_STATED PROBLEM:_ Repeat the lines below word for word, with nothing changed or left out.

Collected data
· · · · · · ·
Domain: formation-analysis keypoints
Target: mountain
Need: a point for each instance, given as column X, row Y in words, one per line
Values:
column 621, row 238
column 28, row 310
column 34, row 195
· · · · · · ·
_EXERCISE RESULT:_
Domain: formation-analysis keypoints
Target: mountain
Need: a point for each instance, given as column X, row Y in words, one per line
Values:
column 621, row 238
column 28, row 310
column 34, row 195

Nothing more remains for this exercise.